• SUPPLIED PASSAGE:
Evaluating Humanistic Theories

LOQ 12-12 How have humanistic theories influenced psychology? What criticisms have they faced?

Just as Freudian concepts have seeped into modern culture, humanistic psychology has had a far-reaching impact. Maslow’s and Rogers’ ideas have influenced counseling, education, child raising, and management. And they laid the groundwork for today’s scientific positive psychology subfield (Chapter 1).

These theorists have also influenced—sometimes in unintended ways—much of today’s popular psychology. Is a positive self-concept the key to happiness and success? Do acceptance and empathy nurture positive feelings about ourselves? Are people basically good and capable of improving? Many would answer Yes, Yes, and Yes. In 2006, U.S. high school students reported notably higher self-esteem and greater expectations of future career success than did students living in 1975 (Twenge & Campbell, 2008). When you hear talk about the importance of “loving yourself,” you can give some credit to the humanistic theories.

Many psychologists have criticized the humanistic perspective. First, said the critics, its concepts are vague and based on the theorists’ personal opinions, rather than on scientific methods. Consider Maslow’s description of self-actualizing people as open, spontaneous, loving, self-accepting, and productive. Is this a scientific description? Or is it merely a description of Maslow’s own values and ideals, as viewed in his own personal heroes (Smith, 1978)? Imagine another theorist with a different set of heroes, such as the French military conqueror Napoleon and former U.S. Vice President Dick Cheney. This theorist might have described self-actualizing people as “desiring power,” “willing to go to war,” and “self-assured.”

Other critics objected to the attitudes that humanistic psychology encourages. Rogers, for example, said, “The only question which matters is, ‘Am I living in a way which is deeply satisfying to me, and which truly expresses me?’” (quoted by Wallach & Wallach, 1985). Imagine working on a group project with people who refuse to complete any task that is not deeply satisfying or does not truly express their identity. Such attitudes could lead to self-indulgence, selfishness, and a lack of moral restraint (Campbell & Specht, 1985; Wallach & Wallach, 1983).

Humanistic psychologists have replied that a secure, nondefensive self-acceptance is the important first step toward loving others. Indeed, people who recall feeling liked and accepted by a romantic partner—for who they are, not just for their achievements—report being happier in their relationships and acting more kindly toward their partner (Gordon & Chen, 2010).

A final criticism has been that humanistic psychology fails to appreciate our human capacity for evil (May, 1982). Faced with global climate change, overpopulation, terrorism, and the spread of nuclear weapons, we may be paralyzed by either of two ways of thinking. One is a naive optimism that denies the threat (“People are basically good; everything will work out”). The other is a dark despair (“It’s hopeless; why try?”). Action requires enough realism to fuel concern and enough optimism to provide hope. Humanistic psychology, said the critics, encourages the needed hope but not the equally necessary realism about threats.

Saved entries
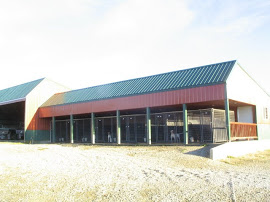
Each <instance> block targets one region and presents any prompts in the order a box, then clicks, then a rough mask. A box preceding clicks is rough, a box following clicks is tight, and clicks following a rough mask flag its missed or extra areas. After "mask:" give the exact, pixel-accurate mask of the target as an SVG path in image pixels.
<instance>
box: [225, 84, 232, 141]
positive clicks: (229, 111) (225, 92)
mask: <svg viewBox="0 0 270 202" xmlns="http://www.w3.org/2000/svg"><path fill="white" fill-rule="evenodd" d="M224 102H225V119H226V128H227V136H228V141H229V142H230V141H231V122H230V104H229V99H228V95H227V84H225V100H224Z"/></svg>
---
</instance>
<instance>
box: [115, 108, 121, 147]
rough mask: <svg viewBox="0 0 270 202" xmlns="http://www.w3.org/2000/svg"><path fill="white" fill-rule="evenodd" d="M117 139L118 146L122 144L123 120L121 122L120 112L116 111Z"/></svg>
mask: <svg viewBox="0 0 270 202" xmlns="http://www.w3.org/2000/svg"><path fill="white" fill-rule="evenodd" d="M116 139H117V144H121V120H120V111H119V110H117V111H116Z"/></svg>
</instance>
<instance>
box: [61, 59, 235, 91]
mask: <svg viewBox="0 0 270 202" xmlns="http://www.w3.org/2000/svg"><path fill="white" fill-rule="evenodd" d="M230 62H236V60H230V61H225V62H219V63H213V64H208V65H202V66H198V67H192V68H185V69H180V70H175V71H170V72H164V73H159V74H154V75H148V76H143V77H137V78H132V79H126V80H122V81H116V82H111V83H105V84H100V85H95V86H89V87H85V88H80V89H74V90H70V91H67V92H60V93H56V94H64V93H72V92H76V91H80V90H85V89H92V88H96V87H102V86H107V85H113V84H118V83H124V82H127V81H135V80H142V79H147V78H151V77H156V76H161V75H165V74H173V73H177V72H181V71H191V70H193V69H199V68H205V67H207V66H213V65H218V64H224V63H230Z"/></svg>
---
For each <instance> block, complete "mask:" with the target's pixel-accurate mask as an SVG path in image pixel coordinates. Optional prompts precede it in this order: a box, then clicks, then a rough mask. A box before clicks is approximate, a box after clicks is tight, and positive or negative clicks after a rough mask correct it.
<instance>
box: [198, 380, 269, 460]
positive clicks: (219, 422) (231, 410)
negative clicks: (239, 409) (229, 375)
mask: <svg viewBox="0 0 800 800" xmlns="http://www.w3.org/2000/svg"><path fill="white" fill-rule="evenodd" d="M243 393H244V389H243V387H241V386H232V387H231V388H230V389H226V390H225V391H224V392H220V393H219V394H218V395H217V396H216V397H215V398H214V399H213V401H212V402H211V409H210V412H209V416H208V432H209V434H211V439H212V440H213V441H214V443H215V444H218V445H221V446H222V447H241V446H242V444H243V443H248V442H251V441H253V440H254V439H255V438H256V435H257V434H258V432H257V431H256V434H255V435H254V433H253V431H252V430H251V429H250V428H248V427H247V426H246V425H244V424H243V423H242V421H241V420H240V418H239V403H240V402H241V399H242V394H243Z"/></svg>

• PROBLEM SET:
[1] Return, word for word, the part of the humanistic theories text starting at "Humanistic psychologists have" and ending at "(Gordon & Chen, 2010).".
[2] Answer these from the humanistic theories text:
(a) Whose ideas have influenced counseling, education, child raising, and management?
(b) In what year did U.S. high school students report higher self-esteem than students in 1975?
(c) Which two figures are named as the heroes of an imagined different theorist?

• SOLUTIONS TO THE TASKS:
[1]
Humanistic psychologists have replied that a secure, nondefensive self-acceptance is the important first step toward loving others. Indeed, people who recall feeling liked and accepted by a romantic partner—for who they are, not just for their achievements—report being happier in their relationships and acting more kindly toward their partner (Gordon & Chen, 2010).

[2]
(a) Maslow's and Rogers'
(b) 2006
(c) Napoleon and Dick Cheney